PASSAGE FOR REVIEW:
******************************

Another Battle Won, but the War Continues.

It was an eventful and emotional day on Friday.  Up early and on the road before sunrise for another round of labs and chemo (#15). Skipping the details of wondering why the process seemed slower than usual, but later made sense.  After I got hooked up and prep drugs administered,  I wheeled my pump and rack of drugs to the restroom and back when I found my nurse standing outside my pod.  She gave me heads up that my oncologist stopped by and was already sitting down so I suggested we can get started on administering the chemo.  She said the doc wanted to chat first, so I went in (mask and all), gave a salutation and fist bumped the doc and sat in my heated chair.  Asked how I'm doing, I replied "doing well" in a confident voice, and he stated he is pulling the plug on further chemo. What?!?  I didn't quite understand and said I'm ready for more chemo ... let's kill this thing inside me.  He explained no and that chemo was no longer needed.  In essence, the chemo did what it was intended and was no longer needed (better than expected results).  My original tumor had responded and the liver metastasis cleared except for the three small lesions that he for the first time stated were probable cancer (meaning not 100% certainty) .  I still offered to take more chemo, but doc said not needed and being off  will facilitate my liver surgery next week.  I guess it finally hit me, I get to go home without more chemo, a pump to lug around for 2 days, and days of side-effects.  I was in awe of what I just heard ... perhaps some of the best news I've had since my uncertain journey commenced on 31 Dec 2020.  Then there was a somewhat competitive side in me when told by the nurse that I am 1 of 2 to make it to round 14 of this nasty toxic chemo concoction and wanted to hit 15 (can relate to Mark Cavendish at TdF).  But I'm good ... ties are good especially with this dubious distinction.  I was offered to ring the bell again, but declined sincere I already did once after #12.  Additionally, there is this possibility that after surgeries and this unexpected chemo holiday, I may need maintenance chemo to solidify remission if such an event occurs (🤞).

******************************

EXTRACTED ENTRIES:
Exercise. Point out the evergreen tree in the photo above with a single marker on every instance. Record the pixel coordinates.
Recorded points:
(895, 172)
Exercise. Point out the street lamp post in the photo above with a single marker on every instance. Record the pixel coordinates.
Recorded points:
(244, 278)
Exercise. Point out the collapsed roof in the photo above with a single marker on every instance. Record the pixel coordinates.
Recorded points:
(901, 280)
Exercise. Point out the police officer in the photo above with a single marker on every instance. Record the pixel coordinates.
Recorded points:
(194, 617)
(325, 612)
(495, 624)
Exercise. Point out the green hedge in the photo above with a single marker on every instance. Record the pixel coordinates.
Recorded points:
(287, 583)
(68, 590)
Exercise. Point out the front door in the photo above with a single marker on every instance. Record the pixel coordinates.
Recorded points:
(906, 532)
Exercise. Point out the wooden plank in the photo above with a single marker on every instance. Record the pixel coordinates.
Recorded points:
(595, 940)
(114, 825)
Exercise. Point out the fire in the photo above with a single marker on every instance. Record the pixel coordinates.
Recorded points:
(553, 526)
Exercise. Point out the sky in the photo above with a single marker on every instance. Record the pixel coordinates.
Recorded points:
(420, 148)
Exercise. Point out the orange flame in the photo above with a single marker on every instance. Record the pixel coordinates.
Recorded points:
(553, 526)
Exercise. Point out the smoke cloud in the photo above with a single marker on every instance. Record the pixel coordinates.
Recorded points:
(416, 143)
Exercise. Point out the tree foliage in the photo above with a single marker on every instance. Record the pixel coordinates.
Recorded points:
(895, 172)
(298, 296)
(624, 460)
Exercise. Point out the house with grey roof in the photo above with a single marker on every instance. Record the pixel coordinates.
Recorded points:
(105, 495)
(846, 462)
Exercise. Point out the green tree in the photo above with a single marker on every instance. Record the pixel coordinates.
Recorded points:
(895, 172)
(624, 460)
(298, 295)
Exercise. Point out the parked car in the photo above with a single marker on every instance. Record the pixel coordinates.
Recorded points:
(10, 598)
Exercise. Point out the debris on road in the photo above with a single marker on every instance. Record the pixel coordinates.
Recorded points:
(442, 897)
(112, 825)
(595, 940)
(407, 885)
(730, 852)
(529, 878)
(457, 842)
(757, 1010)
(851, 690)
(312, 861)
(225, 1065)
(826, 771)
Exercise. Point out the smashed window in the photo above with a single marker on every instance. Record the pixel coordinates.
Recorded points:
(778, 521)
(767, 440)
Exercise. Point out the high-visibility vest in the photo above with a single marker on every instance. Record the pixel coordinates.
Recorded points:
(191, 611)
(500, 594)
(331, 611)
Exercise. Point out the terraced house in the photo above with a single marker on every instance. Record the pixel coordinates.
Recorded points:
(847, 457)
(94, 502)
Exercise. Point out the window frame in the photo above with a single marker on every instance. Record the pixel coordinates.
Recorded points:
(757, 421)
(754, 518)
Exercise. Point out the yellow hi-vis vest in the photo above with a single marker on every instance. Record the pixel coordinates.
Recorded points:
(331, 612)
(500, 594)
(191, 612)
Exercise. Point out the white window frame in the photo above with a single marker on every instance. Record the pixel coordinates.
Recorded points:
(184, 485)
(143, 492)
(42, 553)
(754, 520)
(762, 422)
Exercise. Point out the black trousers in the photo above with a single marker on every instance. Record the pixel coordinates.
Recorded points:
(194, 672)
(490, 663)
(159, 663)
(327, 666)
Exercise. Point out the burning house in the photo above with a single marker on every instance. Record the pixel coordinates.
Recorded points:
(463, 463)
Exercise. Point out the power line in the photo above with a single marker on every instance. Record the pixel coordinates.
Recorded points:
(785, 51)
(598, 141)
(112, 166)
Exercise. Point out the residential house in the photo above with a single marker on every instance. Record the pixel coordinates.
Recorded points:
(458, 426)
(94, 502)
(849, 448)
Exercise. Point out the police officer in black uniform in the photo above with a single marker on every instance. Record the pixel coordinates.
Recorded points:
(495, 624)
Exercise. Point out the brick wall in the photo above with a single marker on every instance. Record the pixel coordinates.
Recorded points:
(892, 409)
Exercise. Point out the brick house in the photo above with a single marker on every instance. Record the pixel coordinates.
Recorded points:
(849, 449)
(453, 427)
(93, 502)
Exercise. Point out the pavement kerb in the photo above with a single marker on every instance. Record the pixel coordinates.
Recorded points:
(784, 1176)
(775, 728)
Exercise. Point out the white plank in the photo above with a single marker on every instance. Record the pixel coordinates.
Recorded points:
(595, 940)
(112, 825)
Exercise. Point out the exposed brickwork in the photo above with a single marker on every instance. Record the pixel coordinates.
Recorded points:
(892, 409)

******************************

ACTIVITY LIST:
• a. In the post about the chemotherapy day, on what date did the writer's uncertain journey begin?
• b. Write the next part of the post about the chemotherapy day, picking up after its last sentence.
The rows are not needed for any task here.

ANSWERS FOR THE TASKS:
• a. 31 Dec 2020

• b.
But, this was not the only good news.  My oncologist called on my way home. My Signatera* blood results were in from a blood draw in August (a test that looks for cancer based on tumor biopsy and compares ... more advanced than any scan).  I was anxious because of the impacts on future treatments.  Results were NEGATIVE!  Meaning, no cancer circulating in my blood.  This was excellent news, huge in fact, and thanked the doc.  

Now, I'm not out of the woods yet.  Subsequently, I can now see the other side of the forest, but remain in the thick of things.  The three liver lesions despite the possibility of being benign, will be eliminated via radiation after fiducial markers (tattoos perhsps) are surgically placed on liver (next week). There is a significant side-effect (liver damage and death) that I'm willing to accept (low probability).  As I mentioned when I went to UAB, I wanted aggressive and not reckless treatments.  So, decided a pseudo Hail Mary pass on the liver was best for survival (especially long term if possible).  If successful, the next phase will focus on the original tumor--resectioning--removing body part(s).  Note:  there is a saying in cancer circles:  "chemo is not a cure, surgery is the cure."  In essence, chemo if successful, gets the patient to surgery to achieve a curative response. 

All in all, I am extremely fortunate to not only survive this long, but stand a chance to live life a little longer than the original prognosis of one foot in Hospice and the other foot in palliative care.  One day at a time though.  Will continue exercise regimen, nutrition, and mental activities--fighting to the end!

More stories to come over the next several weeks.  

* Signatera is a personalized, tumor-informed assay optimized to detect circulating tumor DNA (ctDNA) for molecular residual disease (MRD) assessment and recurrence monitoring for patients previously diagnosed with cancer, with broad utility for cancer management.